Copy every item below word for word, line by line in the same order, and leave the pictures out of your copy.

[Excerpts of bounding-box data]
============================================================

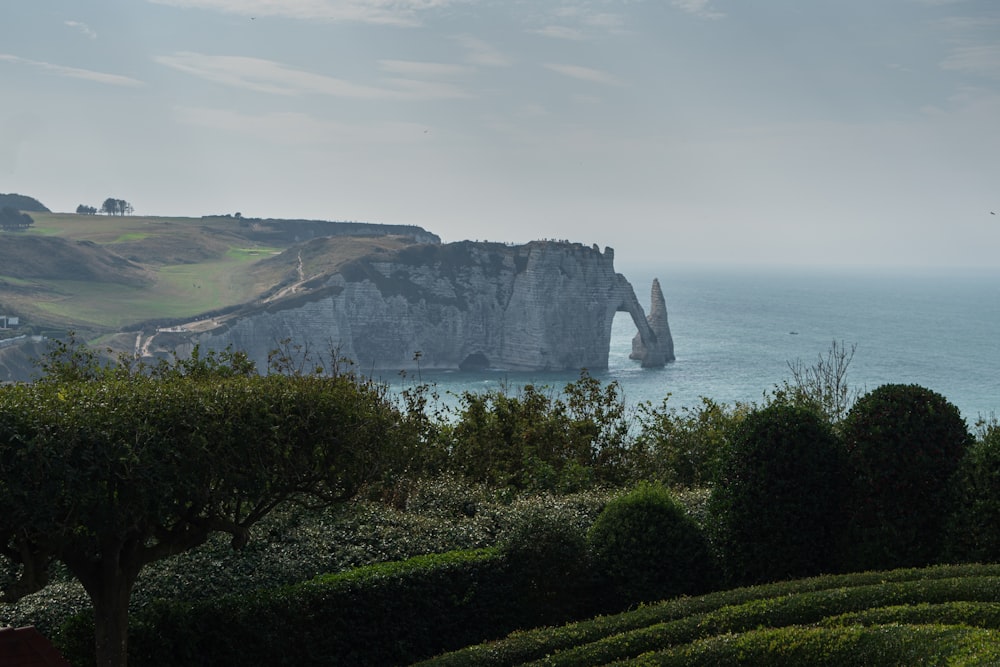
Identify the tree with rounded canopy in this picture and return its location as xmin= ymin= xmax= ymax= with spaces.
xmin=0 ymin=347 xmax=412 ymax=667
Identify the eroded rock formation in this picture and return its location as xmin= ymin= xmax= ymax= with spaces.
xmin=629 ymin=278 xmax=674 ymax=365
xmin=156 ymin=241 xmax=673 ymax=372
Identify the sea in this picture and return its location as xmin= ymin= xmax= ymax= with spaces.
xmin=380 ymin=265 xmax=1000 ymax=426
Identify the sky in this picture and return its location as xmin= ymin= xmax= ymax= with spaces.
xmin=0 ymin=0 xmax=1000 ymax=269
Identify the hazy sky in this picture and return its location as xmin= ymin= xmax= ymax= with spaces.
xmin=0 ymin=0 xmax=1000 ymax=268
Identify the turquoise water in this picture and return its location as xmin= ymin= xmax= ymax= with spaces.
xmin=384 ymin=266 xmax=1000 ymax=423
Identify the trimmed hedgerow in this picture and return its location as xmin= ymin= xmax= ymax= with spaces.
xmin=628 ymin=625 xmax=1000 ymax=667
xmin=56 ymin=548 xmax=590 ymax=667
xmin=822 ymin=601 xmax=1000 ymax=630
xmin=709 ymin=404 xmax=846 ymax=585
xmin=842 ymin=384 xmax=972 ymax=570
xmin=420 ymin=565 xmax=1000 ymax=667
xmin=587 ymin=483 xmax=714 ymax=608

============================================================

## SOLUTION TO THIS TASK
Identify the tree with rounded canopy in this picture and return its location as xmin= ymin= xmax= ymax= with spaces.
xmin=0 ymin=347 xmax=412 ymax=667
Identify the eroded rock formation in this picture and return its location as xmin= ymin= xmax= ymax= with spaces.
xmin=629 ymin=278 xmax=674 ymax=365
xmin=156 ymin=241 xmax=673 ymax=372
Identify the sea in this picture and return its location as xmin= ymin= xmax= ymax= with spaces.
xmin=380 ymin=265 xmax=1000 ymax=426
Identify the sky in this picture and return its location as xmin= ymin= xmax= ymax= with spaces.
xmin=0 ymin=0 xmax=1000 ymax=269
Identify the hazy sky in this picture and return its location as xmin= ymin= xmax= ymax= with spaces.
xmin=0 ymin=0 xmax=1000 ymax=268
Identify the turquoise water in this picture and return its location as xmin= ymin= xmax= ymax= with spaces.
xmin=384 ymin=266 xmax=1000 ymax=423
Identify the trimmed hedgerow in this picture and return its location as xmin= ymin= xmax= ymax= with spaces.
xmin=628 ymin=625 xmax=1000 ymax=667
xmin=56 ymin=548 xmax=590 ymax=667
xmin=822 ymin=601 xmax=1000 ymax=630
xmin=709 ymin=404 xmax=846 ymax=585
xmin=842 ymin=384 xmax=972 ymax=570
xmin=420 ymin=565 xmax=1000 ymax=667
xmin=587 ymin=483 xmax=714 ymax=608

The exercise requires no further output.